Contour labeling entries
# # # # # # #

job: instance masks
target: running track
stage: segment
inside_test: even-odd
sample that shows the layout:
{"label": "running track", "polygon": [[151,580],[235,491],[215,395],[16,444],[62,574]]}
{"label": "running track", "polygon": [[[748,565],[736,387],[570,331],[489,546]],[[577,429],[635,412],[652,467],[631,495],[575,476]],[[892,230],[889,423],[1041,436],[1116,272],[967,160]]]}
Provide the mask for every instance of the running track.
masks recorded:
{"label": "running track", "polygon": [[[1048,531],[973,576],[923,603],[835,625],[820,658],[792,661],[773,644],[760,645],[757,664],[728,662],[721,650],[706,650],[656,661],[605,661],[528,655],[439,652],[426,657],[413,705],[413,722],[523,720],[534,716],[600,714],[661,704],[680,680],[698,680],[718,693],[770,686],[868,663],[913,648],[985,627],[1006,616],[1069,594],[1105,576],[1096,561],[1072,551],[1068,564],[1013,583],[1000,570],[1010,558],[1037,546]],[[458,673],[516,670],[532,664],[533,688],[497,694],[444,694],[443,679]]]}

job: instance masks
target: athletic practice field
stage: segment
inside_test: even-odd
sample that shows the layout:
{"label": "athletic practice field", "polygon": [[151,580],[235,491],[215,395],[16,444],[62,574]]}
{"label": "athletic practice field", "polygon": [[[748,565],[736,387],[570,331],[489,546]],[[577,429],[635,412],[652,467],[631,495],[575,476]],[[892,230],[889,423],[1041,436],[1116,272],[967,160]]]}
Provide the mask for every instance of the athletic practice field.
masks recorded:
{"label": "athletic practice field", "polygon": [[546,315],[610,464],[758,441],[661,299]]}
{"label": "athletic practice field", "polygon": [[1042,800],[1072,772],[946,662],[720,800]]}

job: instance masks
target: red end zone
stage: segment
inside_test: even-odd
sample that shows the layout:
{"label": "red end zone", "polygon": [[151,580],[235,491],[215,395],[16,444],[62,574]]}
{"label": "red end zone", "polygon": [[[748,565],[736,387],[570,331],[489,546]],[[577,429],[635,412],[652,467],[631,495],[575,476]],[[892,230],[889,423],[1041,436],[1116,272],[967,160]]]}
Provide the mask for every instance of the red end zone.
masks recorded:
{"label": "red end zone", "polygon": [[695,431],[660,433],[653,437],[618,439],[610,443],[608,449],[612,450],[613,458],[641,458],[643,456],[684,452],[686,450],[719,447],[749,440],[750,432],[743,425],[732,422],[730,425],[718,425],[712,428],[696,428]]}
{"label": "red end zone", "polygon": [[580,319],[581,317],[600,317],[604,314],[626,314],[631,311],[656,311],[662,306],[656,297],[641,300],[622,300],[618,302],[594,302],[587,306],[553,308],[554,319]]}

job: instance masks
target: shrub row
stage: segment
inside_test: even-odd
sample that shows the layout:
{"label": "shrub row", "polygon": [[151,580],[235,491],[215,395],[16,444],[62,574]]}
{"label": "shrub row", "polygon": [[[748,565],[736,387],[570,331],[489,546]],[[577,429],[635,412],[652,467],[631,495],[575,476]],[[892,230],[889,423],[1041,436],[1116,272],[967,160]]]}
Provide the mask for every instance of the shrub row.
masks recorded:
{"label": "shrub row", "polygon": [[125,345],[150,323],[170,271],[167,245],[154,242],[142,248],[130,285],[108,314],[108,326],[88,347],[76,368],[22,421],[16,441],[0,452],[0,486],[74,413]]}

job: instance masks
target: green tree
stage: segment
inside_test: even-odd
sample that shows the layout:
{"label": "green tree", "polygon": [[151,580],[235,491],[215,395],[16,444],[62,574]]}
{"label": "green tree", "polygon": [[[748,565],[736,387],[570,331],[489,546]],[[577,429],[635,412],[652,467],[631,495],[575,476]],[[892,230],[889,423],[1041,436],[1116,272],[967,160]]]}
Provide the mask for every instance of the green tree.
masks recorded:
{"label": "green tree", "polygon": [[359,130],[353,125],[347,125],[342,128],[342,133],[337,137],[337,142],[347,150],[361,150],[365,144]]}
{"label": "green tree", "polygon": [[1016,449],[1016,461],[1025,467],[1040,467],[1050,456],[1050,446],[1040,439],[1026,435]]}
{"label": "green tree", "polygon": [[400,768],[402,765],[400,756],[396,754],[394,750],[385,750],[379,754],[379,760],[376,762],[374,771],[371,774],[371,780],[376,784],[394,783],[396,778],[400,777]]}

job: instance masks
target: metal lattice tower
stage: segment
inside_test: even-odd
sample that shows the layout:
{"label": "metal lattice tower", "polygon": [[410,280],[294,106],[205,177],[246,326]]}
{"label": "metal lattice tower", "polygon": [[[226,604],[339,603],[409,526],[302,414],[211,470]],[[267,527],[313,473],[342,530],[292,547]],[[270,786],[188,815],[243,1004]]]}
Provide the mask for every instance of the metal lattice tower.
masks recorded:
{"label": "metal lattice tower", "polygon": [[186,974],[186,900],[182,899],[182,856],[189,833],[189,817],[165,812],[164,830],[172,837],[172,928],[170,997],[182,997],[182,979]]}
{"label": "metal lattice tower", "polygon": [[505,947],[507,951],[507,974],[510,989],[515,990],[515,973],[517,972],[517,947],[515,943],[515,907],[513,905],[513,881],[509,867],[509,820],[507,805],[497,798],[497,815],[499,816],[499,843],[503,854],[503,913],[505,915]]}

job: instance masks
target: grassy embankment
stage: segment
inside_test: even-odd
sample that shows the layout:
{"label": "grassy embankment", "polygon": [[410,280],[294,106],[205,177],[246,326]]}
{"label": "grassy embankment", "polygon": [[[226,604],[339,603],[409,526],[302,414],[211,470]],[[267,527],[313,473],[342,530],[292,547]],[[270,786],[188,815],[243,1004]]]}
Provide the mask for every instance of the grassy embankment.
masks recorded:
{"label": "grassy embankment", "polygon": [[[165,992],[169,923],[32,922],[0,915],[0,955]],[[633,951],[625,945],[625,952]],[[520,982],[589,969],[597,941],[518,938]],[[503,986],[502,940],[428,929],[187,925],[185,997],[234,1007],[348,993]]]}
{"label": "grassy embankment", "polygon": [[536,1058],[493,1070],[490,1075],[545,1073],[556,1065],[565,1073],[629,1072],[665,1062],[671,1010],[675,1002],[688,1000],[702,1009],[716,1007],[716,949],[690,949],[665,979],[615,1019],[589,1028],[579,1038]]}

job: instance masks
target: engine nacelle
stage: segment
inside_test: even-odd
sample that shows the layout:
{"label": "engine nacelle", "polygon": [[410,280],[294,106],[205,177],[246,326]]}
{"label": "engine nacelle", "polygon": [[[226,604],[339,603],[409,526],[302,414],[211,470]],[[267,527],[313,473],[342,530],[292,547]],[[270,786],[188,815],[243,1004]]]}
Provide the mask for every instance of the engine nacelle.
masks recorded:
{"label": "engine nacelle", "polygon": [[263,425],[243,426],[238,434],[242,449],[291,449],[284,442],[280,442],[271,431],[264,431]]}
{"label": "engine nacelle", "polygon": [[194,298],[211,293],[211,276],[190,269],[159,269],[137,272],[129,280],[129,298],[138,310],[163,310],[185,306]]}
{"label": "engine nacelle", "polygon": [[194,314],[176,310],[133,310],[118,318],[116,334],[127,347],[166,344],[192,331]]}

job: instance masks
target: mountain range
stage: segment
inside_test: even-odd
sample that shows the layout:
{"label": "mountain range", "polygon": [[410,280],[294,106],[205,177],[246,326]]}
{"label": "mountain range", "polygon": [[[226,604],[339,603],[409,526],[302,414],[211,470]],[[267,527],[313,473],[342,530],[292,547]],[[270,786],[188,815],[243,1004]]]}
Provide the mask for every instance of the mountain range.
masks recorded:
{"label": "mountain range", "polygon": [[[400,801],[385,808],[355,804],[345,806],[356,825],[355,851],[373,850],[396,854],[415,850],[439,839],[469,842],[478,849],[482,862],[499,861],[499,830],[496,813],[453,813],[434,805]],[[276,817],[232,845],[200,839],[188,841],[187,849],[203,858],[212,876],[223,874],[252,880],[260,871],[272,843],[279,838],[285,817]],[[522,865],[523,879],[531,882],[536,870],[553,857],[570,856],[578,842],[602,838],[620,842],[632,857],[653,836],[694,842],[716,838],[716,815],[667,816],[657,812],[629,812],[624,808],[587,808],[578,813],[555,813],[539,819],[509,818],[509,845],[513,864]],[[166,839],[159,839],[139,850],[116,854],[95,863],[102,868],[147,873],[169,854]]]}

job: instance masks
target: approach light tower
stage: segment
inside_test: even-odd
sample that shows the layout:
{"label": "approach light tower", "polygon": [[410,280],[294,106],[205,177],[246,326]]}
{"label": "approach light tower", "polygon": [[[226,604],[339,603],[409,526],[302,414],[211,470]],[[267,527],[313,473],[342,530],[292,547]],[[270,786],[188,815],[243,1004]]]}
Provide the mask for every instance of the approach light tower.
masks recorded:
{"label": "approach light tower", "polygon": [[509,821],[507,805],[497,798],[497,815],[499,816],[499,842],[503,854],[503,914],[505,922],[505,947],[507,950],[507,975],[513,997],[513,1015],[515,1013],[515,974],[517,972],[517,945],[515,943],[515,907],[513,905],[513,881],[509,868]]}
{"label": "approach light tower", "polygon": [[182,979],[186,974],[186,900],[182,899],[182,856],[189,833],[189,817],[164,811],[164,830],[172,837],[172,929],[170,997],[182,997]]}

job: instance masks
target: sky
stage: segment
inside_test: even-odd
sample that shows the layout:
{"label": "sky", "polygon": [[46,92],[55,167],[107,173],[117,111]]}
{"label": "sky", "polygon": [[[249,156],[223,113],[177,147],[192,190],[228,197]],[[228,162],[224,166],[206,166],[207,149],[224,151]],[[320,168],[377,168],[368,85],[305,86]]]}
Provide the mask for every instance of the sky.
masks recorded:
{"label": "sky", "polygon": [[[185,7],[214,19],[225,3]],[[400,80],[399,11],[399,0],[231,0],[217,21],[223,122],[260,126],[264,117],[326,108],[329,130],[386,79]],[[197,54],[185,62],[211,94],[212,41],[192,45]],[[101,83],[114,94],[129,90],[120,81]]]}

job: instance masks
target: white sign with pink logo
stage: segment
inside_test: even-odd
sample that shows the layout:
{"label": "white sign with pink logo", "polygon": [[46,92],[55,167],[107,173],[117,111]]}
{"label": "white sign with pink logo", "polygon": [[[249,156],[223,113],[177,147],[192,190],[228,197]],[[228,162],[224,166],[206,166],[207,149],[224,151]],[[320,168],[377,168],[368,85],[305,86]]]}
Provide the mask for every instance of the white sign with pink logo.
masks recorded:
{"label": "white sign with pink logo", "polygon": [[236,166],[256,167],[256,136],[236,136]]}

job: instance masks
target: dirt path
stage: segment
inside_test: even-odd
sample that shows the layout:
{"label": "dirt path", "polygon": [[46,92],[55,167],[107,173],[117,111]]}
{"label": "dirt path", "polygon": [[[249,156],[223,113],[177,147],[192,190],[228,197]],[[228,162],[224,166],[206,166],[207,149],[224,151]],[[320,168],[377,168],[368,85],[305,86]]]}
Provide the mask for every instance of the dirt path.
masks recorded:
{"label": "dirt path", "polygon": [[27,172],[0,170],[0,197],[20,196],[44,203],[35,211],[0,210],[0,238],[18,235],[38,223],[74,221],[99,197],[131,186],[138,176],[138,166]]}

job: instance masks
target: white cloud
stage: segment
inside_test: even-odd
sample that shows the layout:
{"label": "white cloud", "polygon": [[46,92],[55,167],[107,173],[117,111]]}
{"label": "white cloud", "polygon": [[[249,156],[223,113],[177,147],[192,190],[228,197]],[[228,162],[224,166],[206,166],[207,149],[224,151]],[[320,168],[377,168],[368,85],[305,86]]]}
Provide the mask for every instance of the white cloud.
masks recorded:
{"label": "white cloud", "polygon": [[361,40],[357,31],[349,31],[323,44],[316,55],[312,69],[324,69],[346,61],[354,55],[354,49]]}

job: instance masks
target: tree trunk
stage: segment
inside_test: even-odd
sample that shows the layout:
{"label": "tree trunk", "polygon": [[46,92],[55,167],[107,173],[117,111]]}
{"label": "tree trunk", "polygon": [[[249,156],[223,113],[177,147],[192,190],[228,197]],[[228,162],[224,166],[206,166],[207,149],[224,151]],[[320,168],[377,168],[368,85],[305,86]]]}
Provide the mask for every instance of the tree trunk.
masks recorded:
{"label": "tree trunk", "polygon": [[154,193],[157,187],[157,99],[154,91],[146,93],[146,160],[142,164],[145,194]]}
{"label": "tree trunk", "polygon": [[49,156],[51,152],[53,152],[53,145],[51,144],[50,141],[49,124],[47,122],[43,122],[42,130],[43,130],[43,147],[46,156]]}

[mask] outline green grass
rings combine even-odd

# # # # # # #

WHAT TO PRODUCE ▸ Copy out the part of the material that opens with the line containing "[mask] outline green grass" and runs through to the end of the material, reproducing each line unchanged.

ANSWER FOR THIS EXERCISE ▸
[mask] outline green grass
rings combine even-odd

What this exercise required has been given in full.